▶ [Assignment]:
Every line of the data must be copied exactly.

═════ Input

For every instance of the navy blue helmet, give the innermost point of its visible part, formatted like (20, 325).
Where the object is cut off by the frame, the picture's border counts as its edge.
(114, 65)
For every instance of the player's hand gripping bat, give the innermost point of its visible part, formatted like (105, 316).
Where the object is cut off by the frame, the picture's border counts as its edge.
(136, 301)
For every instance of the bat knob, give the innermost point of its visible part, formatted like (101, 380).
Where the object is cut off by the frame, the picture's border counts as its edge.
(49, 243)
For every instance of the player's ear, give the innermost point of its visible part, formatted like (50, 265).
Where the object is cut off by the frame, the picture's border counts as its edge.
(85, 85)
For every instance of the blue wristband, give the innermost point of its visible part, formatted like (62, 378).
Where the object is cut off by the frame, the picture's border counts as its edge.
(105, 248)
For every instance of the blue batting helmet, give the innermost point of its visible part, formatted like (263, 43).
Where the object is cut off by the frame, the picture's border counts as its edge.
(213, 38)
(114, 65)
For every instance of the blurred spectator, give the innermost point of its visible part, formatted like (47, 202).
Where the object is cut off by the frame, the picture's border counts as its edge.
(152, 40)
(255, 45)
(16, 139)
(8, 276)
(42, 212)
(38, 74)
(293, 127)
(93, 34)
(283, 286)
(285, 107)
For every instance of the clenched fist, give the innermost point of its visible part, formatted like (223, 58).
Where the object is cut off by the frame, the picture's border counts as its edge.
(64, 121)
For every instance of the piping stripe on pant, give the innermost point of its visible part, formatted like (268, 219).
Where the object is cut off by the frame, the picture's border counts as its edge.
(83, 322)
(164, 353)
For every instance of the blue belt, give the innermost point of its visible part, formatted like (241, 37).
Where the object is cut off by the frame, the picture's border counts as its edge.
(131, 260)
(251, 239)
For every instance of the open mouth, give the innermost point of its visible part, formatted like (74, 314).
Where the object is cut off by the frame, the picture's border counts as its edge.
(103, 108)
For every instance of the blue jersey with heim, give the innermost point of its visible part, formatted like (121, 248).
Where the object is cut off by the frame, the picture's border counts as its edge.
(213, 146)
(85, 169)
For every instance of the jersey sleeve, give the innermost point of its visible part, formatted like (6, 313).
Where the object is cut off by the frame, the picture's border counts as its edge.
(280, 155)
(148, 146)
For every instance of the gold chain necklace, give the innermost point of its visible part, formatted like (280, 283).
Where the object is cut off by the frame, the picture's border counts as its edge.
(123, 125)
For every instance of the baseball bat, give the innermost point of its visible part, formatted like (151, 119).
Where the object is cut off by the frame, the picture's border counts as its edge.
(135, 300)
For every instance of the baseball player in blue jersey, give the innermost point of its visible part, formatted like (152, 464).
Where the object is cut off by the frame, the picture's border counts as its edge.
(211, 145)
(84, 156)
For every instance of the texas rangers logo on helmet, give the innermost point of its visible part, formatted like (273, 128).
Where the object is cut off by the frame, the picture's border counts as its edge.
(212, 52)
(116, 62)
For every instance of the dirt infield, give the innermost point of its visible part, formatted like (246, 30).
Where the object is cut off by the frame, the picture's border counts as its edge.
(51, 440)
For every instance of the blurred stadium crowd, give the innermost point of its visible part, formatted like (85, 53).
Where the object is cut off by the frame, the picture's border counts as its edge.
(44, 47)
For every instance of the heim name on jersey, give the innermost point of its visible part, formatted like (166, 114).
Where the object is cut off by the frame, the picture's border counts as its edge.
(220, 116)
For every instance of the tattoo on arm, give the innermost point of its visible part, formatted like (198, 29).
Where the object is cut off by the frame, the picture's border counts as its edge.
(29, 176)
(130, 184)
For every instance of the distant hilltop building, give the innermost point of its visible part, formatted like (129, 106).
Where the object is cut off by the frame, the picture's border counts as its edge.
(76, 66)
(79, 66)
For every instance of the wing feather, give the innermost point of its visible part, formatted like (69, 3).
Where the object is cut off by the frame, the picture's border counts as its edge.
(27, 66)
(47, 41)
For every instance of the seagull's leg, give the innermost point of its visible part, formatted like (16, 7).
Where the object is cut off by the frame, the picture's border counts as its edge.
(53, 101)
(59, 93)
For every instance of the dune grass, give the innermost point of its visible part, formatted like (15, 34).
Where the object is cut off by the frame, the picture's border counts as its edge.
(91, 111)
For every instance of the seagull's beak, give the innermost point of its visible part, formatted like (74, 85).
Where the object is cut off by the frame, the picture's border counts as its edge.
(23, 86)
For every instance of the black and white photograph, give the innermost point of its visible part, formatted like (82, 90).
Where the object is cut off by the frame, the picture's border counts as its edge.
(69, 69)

══════════

▶ [Written response]:
For every instance of the navy blue helmet, give the innermost point of its visible part, formatted like (20, 325).
Where the object is cut off by the frame, the picture's border counts as its edge.
(114, 65)
For every instance of the player's hand gripping bat, give the innermost point of its visible part, formatted like (105, 316).
Where the object is cut off by the frame, the picture's border counts as its edge.
(136, 301)
For every instance of the bat knob, give the innermost point of its visible part, formatted like (101, 380).
Where the object is cut off by the frame, the picture's border counts as its edge.
(49, 243)
For every instance of the player's ear, give the innermost point of its visible part, formatted like (50, 265).
Where the object is cut off by the frame, the picture's border counts as its edge.
(85, 85)
For every instance of the blue wristband, give the innermost point of its visible part, formatted like (62, 378).
Where the object is cut off by the frame, the picture's border counts as its edge.
(105, 248)
For every instance of the blue batting helmet, give the innermost point of its visible part, formatted like (263, 43).
Where the object is cut off by the frame, the picture's border counts as its edge.
(213, 38)
(114, 65)
For every instance of the blurred spectator, give the innermost point of its visible part, formatted like (47, 202).
Where the object is cut off by the frame, the picture's border counts as its edge.
(152, 40)
(255, 45)
(16, 139)
(8, 276)
(42, 212)
(38, 74)
(293, 127)
(93, 34)
(283, 286)
(285, 107)
For every instance of the clenched fist, give the innermost point of its visible part, formatted like (223, 58).
Where the object is cut off by the frame, the picture's border counts as its edge.
(64, 121)
For every instance of the piping stripe on pant, give the innermost point of its visible part, formatted like (268, 219).
Where the object is cut off by the frame, the picture's border counts as its edge.
(83, 322)
(164, 353)
For every instance of the blue belt, give the innermost point of its visible part, formatted like (241, 37).
Where the object is cut off by the frame, the picture's border counts as its edge.
(131, 260)
(251, 239)
For every instance of the open mouth, give the innermost point of its visible part, formatted like (74, 314).
Where the object is cut off by the frame, the picture's border counts as its edge.
(103, 108)
For every instance of the blue jersey with heim, give the innermost point of its visible part, formatted like (121, 248).
Where the object is cut off by the frame, the picture's border counts as its edge.
(213, 146)
(85, 169)
For every instance of the jersey sleeve, give the innermost point of its visible part, formatted like (6, 313).
Where the object is cut off by the frame, the picture's border counts as its edge.
(280, 155)
(148, 146)
For every instance of the gold chain necklace, give the innermost point of its visible part, formatted like (280, 283).
Where the object is cut off by the frame, the picture's border counts as its edge.
(123, 125)
For every instance of the baseball bat, give the innermost point of its visible part, formatted like (151, 119).
Where the object is cut off by the frame, the picture's border counts as its edge.
(135, 300)
For every instance of the baseball player in blue jersey, give the innermost point of its visible part, formatted like (152, 464).
Where the object is cut off by the frame, the picture's border counts as its edge.
(211, 145)
(84, 156)
For every instance of the texas rangers logo on helmet, give the innermost point of its visible part, formatted like (273, 128).
Where the object is cut off by the frame, the picture's border counts as its edge.
(212, 52)
(116, 62)
For every instance of the dirt infield, give the innermost point of its visible part, formatted like (246, 30).
Where the object is cut off by the frame, the picture's border counts as its edge.
(51, 440)
For every instance of the blurred stadium crowd, give the innermost point of its visible part, formatted like (85, 53).
Where the object is cut off by the frame, the picture's border counts as its edge.
(44, 47)
For every instance of the heim name on jersey, give the innermost point of its visible part, formatted like (166, 114).
Where the object is cut off by the frame, the picture's border counts as its edge.
(220, 116)
For every instance of the tattoo on arm, give the innermost point of its visible part, formatted like (198, 29).
Where the object is cut off by the frame, the picture's border counts as its edge.
(29, 176)
(130, 184)
For every instance of the distant hilltop building, give the innermost point of its visible part, formatted like (129, 106).
Where the object is cut off by the frame, the picture's border counts as its edge.
(76, 66)
(79, 66)
For every instance of the wing feather, give the innermost point of its visible part, formatted like (69, 3).
Where the object is cut off by the frame, the picture's border counts as its edge.
(27, 66)
(47, 41)
For every instance of the seagull's leg, give the innermost point of its visible part, formatted like (16, 7).
Where the object is cut off by the frame, the picture's border counts as its edge.
(53, 101)
(59, 93)
For every instance of the dune grass, give the innermost point of its visible part, formatted like (15, 34).
Where the object is cut off by the frame, the picture's border counts as its edge.
(91, 111)
For every instance of the seagull's beak, give the innermost point of its visible part, formatted like (74, 85).
Where the object is cut off by the frame, the picture's border counts as its edge.
(23, 86)
For every instance of the black and white photograph, give the innermost point of its visible part, formatted like (82, 90).
Where the object is cut off by the frame, the picture's border counts as its edge.
(69, 69)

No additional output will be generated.